= Exercise requirements =
Summarize the countertop guide below in three sentences.

= Extracted text =
From natural to man-made surfaces, a guide to choosing a stylish, hard-working countertop on every budget

The counter top is of premium concern for any homeowner working on a kitchen renovation. Even if you’re just “sprucing it up,” the counter makes a huge impact. Beyond the wow-factor lies the more practical use as your food preparation area. But with so many products on the market, how do you know which is best for you? Everyone wants the combination of beauty and performance that suits their budget, but that means a different thing to everyone. Let’s explore a few of those options so you can make the best choice that suits you.


The most typical natural-stone choices are granite and marble. Granite is a slightly harder product, while marble is somewhat more porous, making it a little more vulnerable to stains. You do need to seal all natural-stone products but the process is simple. The product will age slightly over time, but that makes it unique. These stones are mined from the earth, cut into slabs and usually polished to give them a high-gloss shine. They’re as individual as fingerprints as no two pieces are exactly the same. You can find marble and granite in a variety of colours and patterns, and they’ve been the surface of choice for literally hundreds, if not thousands of years. Unpolished stone or a matte finish has been increasingly popular, which also solves the problem of marks from acidic foods. The costs vary depending on the uniqueness of the stone, but on average you want to budget $1,500 to $4,000 including installation.


Laminate counters were the rage after the Second World War when the product first appeared on the market. The colours and patterns are endless, ranging from stone looks to polka dots in neon colours, and everything in between. Laminate is very durable and long-lasting, impervious to stains, easy to clean and is highly cost-effective. The laminate is usually adhered to a substrate of chipboard to keep it rigid. If the chipboard gets wet, it will swell and fall apart. It’s the preferred choice for cafeteria tables, cottages and university dorm rooms. Typically, you can get it installed for about $500 making it the overall budget-friendly choice.


Quartz countertops are a manmade product that combines crushed quartzite (a very hard, natural stone) and a variety of polymers to produce a durable, non-porous surface. The colour possibilities are vast, however, most manufacturers produce a natural- stone look. It’s perfect for people that want the counter to look the same on the last day they owned it as it did the first day it was installed. These surfaces require no effort to maintain outside of soap and water to clean them. There are a bunch of manufacturers that create a very similar product, although some provide more selection in colour and pattern. Most man-made countertops are quartz, however, they are often recognized by their brand names.

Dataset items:
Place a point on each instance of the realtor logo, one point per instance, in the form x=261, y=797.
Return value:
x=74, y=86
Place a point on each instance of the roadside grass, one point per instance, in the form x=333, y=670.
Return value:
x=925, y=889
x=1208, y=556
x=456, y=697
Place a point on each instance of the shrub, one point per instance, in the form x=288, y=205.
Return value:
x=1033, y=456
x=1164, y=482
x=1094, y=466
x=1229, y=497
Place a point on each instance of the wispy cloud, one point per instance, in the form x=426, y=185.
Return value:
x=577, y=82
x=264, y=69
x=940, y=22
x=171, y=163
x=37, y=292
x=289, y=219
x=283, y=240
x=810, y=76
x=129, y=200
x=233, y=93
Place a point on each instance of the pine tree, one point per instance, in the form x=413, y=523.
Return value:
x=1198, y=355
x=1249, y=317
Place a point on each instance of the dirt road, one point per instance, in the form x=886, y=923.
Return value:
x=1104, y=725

= Written answer =
A countertop has a large visual impact in a kitchen renovation and also serves as the food preparation area, so homeowners weigh beauty, performance and budget. Granite and marble are unique natural stones that need simple sealing and typically cost $1,500 to $4,000 installed. Laminate is durable, stain-resistant and the most budget-friendly option at about $500, though its chipboard base swells if it gets wet, while quartz is a non-porous man-made blend of crushed quartzite and polymers that keeps its original look and needs only soap and water to clean.